What the task requires:
The answer is to be the full listing, unchanged in every line.

===== The data =====

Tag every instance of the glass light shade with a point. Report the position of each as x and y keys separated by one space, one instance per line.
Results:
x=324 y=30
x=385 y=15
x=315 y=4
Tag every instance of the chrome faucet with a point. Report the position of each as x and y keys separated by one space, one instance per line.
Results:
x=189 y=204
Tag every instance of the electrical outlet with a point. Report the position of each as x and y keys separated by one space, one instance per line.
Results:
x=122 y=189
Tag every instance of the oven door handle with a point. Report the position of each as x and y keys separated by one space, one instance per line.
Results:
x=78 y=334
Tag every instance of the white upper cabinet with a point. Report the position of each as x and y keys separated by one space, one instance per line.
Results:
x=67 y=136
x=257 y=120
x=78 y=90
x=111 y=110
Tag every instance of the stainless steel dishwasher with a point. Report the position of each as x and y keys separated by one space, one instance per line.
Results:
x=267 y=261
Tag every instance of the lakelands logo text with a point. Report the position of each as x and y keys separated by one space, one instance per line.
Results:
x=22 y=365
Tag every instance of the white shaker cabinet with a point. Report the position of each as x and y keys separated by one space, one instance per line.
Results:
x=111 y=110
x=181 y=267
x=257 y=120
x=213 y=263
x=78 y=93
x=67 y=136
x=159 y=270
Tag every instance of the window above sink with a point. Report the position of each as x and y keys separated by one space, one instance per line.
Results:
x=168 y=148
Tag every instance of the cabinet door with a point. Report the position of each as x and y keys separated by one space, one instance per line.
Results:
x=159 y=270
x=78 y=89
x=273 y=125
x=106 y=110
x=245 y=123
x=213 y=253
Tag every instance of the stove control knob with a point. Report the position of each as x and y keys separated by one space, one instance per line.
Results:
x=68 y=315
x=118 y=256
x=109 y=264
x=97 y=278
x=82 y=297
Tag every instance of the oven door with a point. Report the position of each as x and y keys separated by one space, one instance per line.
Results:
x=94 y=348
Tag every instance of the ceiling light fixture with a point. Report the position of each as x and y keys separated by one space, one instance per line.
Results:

=====

Response below:
Tag every instance of the glass light shade with a point. Report the position of each as x and y keys separated by one space, one instance per line.
Results:
x=324 y=30
x=385 y=15
x=315 y=4
Tag every instance of the chrome faucet with a point. Report the position of each as x and y keys separated by one space, one instance per line.
Results:
x=189 y=204
Tag every instance of the electrical outlet with a point. Report the position of each as x and y keys separated by one space, one instance per line.
Results:
x=122 y=189
Tag every instance of the oven door handle with a point. Report the position of each as x and y keys separated by one space, one instance per line.
Results:
x=78 y=334
Tag every instance of the white upper cabinet with a point. Report the position of each as x and y keys separated by one space, one instance per line.
Results:
x=67 y=136
x=257 y=120
x=78 y=90
x=111 y=110
Tag every instance of the stainless steel dishwasher with a point. Report the position of each as x and y keys separated by one space, one instance per line.
Results:
x=267 y=261
Tag every instance of the lakelands logo text with a point. Report the position of each as x and y keys separated by one space, one instance per line.
Results:
x=22 y=365
Tag every instance of the white shaker cabinet with a point. Report the position of each as x and y keys separated by one space, one instance per line.
Results:
x=111 y=110
x=181 y=267
x=257 y=120
x=213 y=263
x=78 y=93
x=67 y=136
x=159 y=270
Tag every instance of the window above sink with a point. Report the position of each as x and y keys separated by one space, one instance per line.
Results:
x=168 y=148
Tag every instance of the cabinet door with a point. Report the position of each as x and y keys separated by one space, one instance per line.
Results:
x=159 y=270
x=78 y=89
x=273 y=125
x=106 y=110
x=245 y=123
x=213 y=253
Tag every instance of the stove control knob with a point. Report the position of each as x and y keys separated by one space, one instance per line.
Results:
x=68 y=315
x=118 y=256
x=109 y=264
x=97 y=278
x=82 y=297
Tag every instance of the oven door with a point. Report the position of each as x and y keys separated by one space, one instance per line.
Results:
x=94 y=348
Tag every instance of the ceiling light fixture with a point. Report the position of each as x and y keys separated by one space, one instance per line.
Results:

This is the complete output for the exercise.